__PROBLEM TO SOLVE__
Tally the lines in the entries below that contain the string "camouflage". Case counts, so include only matches with the same capitalization, and reply with the number alone.

__DATASET CONTENT__
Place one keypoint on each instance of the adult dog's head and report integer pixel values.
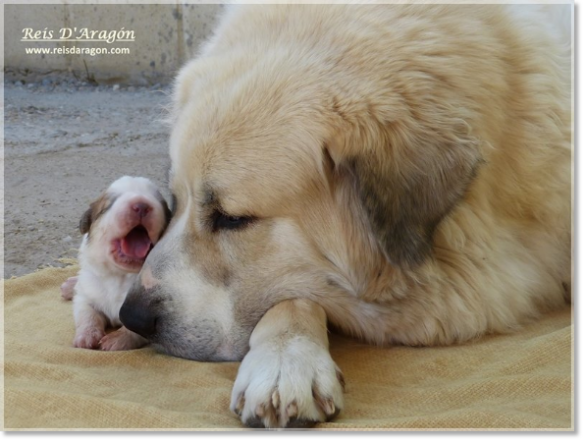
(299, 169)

==

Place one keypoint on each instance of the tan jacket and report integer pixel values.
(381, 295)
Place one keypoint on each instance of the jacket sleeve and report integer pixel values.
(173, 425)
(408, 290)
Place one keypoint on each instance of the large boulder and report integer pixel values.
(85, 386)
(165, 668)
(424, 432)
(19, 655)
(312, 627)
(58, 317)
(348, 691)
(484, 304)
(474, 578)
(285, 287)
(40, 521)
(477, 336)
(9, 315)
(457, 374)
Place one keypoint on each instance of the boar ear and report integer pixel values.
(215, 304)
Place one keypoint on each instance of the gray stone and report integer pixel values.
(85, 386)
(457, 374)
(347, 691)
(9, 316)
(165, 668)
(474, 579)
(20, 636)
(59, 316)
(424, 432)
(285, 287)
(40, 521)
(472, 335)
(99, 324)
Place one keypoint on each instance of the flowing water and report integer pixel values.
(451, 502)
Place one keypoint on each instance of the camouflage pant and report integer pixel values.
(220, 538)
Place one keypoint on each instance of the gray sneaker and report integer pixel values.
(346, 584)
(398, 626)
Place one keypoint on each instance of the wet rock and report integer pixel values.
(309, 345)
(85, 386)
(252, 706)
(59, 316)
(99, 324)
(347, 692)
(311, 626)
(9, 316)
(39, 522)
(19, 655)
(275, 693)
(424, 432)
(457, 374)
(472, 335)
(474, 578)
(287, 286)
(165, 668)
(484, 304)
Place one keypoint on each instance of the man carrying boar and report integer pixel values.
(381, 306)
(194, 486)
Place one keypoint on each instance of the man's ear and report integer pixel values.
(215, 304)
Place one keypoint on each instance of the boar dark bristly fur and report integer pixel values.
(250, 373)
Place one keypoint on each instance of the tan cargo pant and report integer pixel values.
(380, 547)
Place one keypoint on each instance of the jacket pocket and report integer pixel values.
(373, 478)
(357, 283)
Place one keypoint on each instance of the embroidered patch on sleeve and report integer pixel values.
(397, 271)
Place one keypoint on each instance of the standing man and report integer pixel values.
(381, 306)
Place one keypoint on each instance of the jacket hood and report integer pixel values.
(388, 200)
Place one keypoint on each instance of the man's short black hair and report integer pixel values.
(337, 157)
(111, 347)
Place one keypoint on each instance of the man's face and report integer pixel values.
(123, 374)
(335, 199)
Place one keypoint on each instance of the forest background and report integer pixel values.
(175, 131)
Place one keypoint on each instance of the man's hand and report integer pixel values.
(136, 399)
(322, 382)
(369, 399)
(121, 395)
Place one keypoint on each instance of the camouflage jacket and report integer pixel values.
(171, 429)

...

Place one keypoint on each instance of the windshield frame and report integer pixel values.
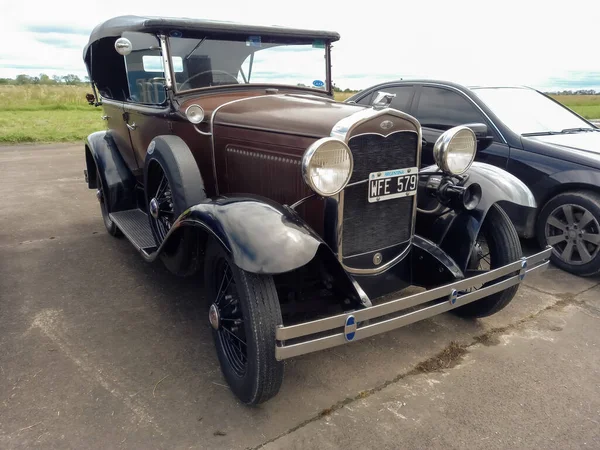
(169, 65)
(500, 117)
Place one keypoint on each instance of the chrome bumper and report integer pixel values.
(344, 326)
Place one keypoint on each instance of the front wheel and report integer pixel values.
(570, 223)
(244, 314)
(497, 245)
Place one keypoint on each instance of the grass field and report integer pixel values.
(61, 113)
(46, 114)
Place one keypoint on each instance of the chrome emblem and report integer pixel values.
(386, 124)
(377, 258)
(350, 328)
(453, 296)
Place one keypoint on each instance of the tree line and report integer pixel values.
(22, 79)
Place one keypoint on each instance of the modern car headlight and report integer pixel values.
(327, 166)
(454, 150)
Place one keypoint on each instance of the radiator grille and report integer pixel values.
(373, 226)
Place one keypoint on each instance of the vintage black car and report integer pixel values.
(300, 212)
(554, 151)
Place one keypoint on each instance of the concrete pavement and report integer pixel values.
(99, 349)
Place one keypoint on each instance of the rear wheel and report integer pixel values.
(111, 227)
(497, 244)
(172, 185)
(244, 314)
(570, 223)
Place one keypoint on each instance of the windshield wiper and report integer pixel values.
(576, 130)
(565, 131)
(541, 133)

__TASK ANSWER__
2